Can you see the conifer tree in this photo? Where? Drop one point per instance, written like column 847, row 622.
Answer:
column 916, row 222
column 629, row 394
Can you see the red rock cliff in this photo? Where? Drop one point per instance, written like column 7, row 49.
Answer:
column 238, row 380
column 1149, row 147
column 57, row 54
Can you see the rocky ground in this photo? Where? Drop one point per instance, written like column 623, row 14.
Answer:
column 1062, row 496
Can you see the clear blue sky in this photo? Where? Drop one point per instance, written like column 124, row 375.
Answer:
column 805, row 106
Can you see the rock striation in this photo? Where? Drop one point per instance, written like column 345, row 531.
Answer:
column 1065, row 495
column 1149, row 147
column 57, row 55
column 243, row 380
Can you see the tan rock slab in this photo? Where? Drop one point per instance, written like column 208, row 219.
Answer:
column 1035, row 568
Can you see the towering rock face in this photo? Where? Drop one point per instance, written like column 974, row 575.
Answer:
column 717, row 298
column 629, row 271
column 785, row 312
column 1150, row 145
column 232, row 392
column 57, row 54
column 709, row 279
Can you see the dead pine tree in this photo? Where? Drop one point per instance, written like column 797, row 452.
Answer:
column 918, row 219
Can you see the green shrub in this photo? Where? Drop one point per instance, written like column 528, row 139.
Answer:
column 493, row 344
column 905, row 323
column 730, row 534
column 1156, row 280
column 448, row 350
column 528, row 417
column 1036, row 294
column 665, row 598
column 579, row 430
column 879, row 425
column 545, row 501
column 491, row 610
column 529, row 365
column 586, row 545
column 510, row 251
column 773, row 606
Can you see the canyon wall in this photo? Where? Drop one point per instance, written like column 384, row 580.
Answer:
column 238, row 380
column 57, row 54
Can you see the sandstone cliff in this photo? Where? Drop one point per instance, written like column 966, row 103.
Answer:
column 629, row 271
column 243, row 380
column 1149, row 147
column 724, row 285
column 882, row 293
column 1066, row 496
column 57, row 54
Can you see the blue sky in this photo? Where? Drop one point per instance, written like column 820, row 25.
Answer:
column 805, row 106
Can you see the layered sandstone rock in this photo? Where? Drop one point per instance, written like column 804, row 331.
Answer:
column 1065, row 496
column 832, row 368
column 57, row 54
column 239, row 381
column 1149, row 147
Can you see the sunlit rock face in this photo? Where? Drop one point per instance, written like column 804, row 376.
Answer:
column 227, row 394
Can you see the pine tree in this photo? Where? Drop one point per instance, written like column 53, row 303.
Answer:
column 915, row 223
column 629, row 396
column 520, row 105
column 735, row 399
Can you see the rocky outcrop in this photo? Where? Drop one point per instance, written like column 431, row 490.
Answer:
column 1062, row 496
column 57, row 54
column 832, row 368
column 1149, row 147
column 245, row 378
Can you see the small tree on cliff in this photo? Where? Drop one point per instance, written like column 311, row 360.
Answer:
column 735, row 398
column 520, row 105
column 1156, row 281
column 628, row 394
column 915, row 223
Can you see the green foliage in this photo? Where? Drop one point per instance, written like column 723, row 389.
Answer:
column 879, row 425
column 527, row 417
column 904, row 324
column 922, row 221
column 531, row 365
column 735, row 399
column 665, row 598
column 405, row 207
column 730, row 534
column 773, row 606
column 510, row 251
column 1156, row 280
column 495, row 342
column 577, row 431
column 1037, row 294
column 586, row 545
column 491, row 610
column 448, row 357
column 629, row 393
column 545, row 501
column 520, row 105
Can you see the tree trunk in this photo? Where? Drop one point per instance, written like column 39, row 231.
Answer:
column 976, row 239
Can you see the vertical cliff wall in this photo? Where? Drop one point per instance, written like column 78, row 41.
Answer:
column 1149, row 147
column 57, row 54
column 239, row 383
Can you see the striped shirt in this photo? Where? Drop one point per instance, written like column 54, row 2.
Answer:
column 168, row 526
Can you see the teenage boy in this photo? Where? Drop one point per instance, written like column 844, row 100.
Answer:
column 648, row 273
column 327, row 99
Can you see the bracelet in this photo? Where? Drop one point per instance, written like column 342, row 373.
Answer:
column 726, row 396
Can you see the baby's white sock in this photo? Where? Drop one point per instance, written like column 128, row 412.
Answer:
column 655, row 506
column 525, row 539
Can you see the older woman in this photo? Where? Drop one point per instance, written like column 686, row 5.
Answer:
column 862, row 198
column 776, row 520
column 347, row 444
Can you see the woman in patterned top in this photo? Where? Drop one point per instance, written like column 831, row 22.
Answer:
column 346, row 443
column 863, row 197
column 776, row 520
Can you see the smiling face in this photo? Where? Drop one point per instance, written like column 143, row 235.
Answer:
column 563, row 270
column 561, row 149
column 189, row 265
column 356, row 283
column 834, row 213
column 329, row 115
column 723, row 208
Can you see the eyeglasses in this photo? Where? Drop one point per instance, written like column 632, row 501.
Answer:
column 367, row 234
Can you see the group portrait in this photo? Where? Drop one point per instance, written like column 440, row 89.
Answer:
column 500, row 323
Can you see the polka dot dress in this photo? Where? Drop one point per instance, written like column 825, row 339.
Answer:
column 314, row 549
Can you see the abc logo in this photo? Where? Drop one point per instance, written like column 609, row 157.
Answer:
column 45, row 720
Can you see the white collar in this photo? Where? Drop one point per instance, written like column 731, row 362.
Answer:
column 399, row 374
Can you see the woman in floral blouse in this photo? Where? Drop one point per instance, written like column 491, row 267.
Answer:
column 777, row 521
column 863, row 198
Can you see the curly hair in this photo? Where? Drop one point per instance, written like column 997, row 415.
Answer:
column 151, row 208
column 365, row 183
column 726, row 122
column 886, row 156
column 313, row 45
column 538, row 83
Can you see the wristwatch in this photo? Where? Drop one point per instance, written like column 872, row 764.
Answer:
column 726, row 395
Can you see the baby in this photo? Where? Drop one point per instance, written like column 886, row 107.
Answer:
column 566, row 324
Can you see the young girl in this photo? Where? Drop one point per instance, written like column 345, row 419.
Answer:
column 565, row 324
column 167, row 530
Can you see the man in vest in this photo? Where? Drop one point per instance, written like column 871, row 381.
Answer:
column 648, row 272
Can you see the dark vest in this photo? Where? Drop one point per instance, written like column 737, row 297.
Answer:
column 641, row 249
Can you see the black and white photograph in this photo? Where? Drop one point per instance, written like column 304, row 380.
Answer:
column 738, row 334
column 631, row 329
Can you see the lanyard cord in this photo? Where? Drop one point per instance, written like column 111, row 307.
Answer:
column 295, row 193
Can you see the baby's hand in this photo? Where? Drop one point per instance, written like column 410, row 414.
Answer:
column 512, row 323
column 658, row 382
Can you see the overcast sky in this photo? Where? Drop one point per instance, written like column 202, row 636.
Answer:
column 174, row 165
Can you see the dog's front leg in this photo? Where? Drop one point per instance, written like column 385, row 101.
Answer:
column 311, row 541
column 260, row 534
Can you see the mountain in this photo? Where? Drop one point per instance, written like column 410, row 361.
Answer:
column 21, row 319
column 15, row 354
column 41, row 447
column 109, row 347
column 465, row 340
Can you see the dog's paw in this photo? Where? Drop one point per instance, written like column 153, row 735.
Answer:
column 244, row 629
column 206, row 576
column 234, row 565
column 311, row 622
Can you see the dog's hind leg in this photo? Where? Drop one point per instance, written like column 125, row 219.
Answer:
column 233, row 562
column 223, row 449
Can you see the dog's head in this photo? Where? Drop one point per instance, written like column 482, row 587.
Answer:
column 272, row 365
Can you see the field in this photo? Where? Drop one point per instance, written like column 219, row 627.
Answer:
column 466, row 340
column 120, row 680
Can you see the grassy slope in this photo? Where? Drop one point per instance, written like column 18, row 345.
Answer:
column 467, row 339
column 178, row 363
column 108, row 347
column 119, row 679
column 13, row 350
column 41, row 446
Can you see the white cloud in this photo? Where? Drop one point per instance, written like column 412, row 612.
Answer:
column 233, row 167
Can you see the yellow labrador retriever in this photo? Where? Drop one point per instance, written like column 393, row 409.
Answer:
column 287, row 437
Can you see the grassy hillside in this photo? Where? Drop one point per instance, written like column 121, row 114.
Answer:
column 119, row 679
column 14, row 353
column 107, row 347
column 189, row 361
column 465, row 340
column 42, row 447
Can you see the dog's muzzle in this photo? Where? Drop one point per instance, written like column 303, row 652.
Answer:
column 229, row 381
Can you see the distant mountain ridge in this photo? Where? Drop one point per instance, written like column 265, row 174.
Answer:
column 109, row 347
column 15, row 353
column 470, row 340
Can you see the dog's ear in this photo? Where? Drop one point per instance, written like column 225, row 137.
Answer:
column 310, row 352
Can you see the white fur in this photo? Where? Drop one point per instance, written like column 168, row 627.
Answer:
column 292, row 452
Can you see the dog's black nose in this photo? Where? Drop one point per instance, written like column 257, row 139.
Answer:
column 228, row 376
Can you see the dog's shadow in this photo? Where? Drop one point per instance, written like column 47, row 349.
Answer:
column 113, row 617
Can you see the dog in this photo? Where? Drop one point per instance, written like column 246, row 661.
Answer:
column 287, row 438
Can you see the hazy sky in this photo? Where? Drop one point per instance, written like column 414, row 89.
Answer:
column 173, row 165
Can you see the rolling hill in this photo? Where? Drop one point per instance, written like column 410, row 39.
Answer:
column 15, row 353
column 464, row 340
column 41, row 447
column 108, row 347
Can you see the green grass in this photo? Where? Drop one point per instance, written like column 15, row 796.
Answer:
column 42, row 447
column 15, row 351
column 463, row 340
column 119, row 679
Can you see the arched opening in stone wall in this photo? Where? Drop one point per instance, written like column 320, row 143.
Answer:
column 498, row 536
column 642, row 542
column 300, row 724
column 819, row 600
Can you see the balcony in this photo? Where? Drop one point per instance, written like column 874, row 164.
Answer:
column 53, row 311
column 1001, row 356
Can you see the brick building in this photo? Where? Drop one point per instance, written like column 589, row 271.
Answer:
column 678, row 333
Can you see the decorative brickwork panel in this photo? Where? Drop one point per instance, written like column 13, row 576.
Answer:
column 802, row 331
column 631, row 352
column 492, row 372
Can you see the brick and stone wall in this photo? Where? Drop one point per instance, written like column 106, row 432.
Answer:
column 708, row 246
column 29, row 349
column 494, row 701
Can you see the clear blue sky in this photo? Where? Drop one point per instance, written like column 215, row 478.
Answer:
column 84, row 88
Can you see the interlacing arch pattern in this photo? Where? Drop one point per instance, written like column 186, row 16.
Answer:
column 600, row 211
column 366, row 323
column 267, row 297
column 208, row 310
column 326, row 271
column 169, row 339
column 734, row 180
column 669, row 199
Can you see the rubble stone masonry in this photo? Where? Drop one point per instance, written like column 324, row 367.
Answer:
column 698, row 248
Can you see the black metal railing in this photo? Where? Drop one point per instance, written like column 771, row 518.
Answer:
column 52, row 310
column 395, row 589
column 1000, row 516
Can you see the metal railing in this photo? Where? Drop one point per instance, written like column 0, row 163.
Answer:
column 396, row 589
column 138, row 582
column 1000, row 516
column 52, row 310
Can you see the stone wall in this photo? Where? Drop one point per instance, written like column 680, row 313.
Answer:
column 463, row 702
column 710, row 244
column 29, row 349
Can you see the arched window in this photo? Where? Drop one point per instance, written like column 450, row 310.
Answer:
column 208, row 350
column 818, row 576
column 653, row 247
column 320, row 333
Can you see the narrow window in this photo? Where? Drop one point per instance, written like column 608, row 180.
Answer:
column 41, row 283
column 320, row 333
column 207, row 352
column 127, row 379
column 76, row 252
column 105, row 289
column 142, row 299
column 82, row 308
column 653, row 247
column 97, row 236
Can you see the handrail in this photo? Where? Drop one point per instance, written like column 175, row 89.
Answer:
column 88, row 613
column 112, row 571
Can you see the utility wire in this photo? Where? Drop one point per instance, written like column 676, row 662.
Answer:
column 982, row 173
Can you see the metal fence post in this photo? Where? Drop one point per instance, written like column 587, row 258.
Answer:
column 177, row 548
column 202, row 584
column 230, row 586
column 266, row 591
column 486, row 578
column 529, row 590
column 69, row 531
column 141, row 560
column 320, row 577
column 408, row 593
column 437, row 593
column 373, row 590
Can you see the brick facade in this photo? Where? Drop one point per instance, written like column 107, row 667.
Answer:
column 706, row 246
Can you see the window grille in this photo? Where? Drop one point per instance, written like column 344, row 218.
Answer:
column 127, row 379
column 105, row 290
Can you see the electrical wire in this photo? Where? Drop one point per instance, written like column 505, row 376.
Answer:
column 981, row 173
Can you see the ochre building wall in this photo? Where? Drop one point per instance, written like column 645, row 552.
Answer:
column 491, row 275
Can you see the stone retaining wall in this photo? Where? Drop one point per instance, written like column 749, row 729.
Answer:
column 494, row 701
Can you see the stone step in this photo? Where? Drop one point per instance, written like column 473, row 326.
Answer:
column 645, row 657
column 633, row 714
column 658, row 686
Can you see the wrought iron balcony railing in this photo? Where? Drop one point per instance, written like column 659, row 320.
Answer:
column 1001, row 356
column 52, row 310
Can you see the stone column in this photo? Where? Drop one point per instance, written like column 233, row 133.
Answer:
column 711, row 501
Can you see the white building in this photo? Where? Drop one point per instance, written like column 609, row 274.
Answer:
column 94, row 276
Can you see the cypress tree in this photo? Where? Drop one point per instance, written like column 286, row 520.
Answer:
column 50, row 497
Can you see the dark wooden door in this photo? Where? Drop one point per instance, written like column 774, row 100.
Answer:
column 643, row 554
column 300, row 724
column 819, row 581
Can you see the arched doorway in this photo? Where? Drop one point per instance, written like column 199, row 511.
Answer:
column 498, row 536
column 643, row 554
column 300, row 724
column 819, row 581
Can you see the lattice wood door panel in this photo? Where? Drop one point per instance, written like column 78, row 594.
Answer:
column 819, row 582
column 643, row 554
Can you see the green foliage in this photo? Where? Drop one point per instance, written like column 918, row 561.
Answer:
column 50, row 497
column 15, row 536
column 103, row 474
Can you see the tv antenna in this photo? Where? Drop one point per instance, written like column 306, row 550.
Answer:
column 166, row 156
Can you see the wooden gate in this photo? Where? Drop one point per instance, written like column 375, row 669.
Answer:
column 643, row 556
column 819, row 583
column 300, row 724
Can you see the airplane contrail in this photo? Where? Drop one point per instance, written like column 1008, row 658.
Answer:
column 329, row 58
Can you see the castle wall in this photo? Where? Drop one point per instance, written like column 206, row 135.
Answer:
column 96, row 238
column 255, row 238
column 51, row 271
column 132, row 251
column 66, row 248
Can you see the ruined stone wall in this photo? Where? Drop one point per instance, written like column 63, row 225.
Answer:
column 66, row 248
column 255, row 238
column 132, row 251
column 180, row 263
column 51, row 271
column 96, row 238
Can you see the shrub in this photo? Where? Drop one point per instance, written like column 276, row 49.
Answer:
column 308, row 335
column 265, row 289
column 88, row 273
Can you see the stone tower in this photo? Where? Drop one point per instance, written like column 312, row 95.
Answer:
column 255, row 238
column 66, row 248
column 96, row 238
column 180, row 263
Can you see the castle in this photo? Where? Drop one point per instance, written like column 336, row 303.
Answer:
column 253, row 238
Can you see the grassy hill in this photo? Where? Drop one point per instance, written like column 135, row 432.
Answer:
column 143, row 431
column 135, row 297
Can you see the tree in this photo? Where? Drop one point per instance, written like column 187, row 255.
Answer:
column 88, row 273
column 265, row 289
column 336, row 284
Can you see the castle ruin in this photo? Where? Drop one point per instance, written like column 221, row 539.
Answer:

- - -

:: Your goal ::
Lay out the records above, starting at the line that contains "Can you see the arched opening" and ending at the line that contains "column 84, row 88", as a two-column CSV with the header text,answer. Give one row per record, with its text and its answer each in one quoted field and line breaks replaced by spaces.

:: Response to the task ::
text,answer
"Can you see the arched opening in stone wall in this photo? Where? Drop one point per instance, written like column 320, row 143. Answer:","column 498, row 536 column 642, row 542 column 300, row 724 column 819, row 600"
"Can you see the balcony in this photo? Where? Drop one point per instance, written like column 874, row 164. Answer:","column 53, row 311 column 1001, row 356"
"Can you see the brick building in this photo? Where? Drop one point per instance, written like column 589, row 271. Answer:","column 678, row 333"
"Can you see the decorative brickwork panel in this photo? Where? Drop one point per instance, written like column 13, row 576. Answer:","column 802, row 331 column 631, row 352 column 492, row 372"
"Can you see the brick and stone wall in this photo? Where? Drop one point per instance, written like column 106, row 432. Answer:","column 708, row 246 column 29, row 349 column 494, row 701"
"Can you see the clear blue sky in this photo? Where? Drop one point per instance, written like column 215, row 478. Answer:","column 84, row 88"